** Opening Text passage block **
Have people finally given up? Are they choosing to die? After a wedding in New York when a woman sits down in the middle of the dance floor and refuses to move, all over the country people start doing the same. Soon it’s a pandemic, with “catatonic events” happening worldwide.
Yun, Emory, Fin and Andrew attend the wedding; their lives entwine as the “psychogenic death experience” takes hold of society and the story follows them along a sinister end of the world trajectory. The novel doesn’t just ask how we can exist in a doomed world but how we can love a damaged person, interrogating their intense, tangled relationships.
Yun is anxious, always one rent payment away from trouble, dissatisfied with himself and everyone in his life. Emory is a journalist, hungry for the cachet that access to patient zero will bring her, tempered by revulsion with herself, the media and its consumption. Andrew is repressed, his Christian upbringing meaning he lives like he’s always accountable to someone unseen. Fin is the youngest, a dancer whose father issues and a tendency towards self-sabotage voice a kind of longing in the book.
There is an aloofness, an observational eye at work here in what some find is a generational literary slant toward icy, analytic introspection. There is some truth to this, as the messy psychological and emotional intestines of the four friends are drawn out and dissected in the text. The style suits the substance, the voice of 20 and early 30-somethings asking themselves what’s the point of planning work or family in a world that will be “a cremator in fifty years”.
Are some people unable to bear the weight of a blighted future and simply sit down, in an act of refusal? The friends all react differently to the dystopia unfolding around them, whether through anxiety, shame, or fear, while society gives in to conspiracy theories, wild speculation and a grotesque capitalist commentary on how catatonia might benefit the economy.
The novel is compared with Never Let Me Go, but rather than that long achy aftertaste of Ishiguro, there is a harder edge, more tannin on the tongue, as it asks what Camus said was the only important philosophical question: whether to live or die.
** Closing Text passage block **
Problems to work on -
• 1. From the book review, write out the part that begins with the words "Yun is anxious, always" and ends after the words "in the book.".
• 2. In the book review, what city is the wedding in?
** Opening Dataset extract block **
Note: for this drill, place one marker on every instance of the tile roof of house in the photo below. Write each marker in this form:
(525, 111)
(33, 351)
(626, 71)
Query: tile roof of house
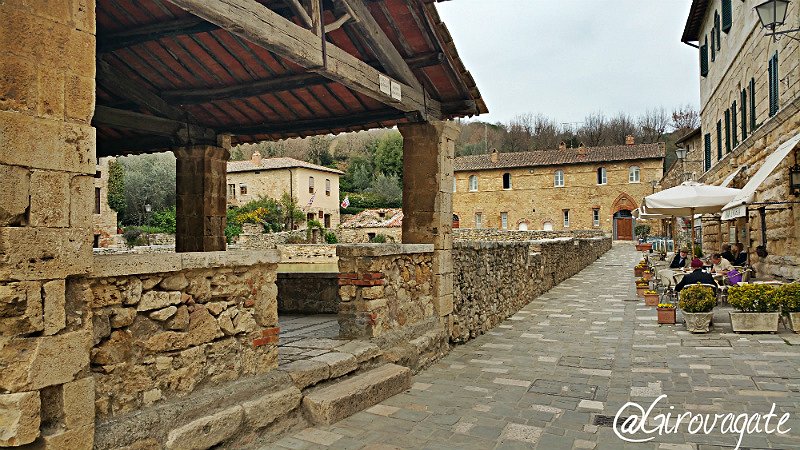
(276, 163)
(371, 218)
(560, 157)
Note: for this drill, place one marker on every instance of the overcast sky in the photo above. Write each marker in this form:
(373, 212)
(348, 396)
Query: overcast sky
(569, 58)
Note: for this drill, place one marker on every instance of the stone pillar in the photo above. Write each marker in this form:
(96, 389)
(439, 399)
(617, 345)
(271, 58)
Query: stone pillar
(200, 198)
(47, 165)
(428, 152)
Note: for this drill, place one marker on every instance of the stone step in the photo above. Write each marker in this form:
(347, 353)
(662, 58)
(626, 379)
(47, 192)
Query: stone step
(337, 401)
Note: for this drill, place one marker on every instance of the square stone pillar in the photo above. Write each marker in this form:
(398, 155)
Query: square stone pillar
(200, 198)
(428, 152)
** Closing Dataset extract block **
Exercise responses -
• 1.
Yun is anxious, always one rent payment away from trouble, dissatisfied with himself and everyone in his life. Emory is a journalist, hungry for the cachet that access to patient zero will bring her, tempered by revulsion with herself, the media and its consumption. Andrew is repressed, his Christian upbringing meaning he lives like he’s always accountable to someone unseen. Fin is the youngest, a dancer whose father issues and a tendency towards self-sabotage voice a kind of longing in the book.

• 2. New York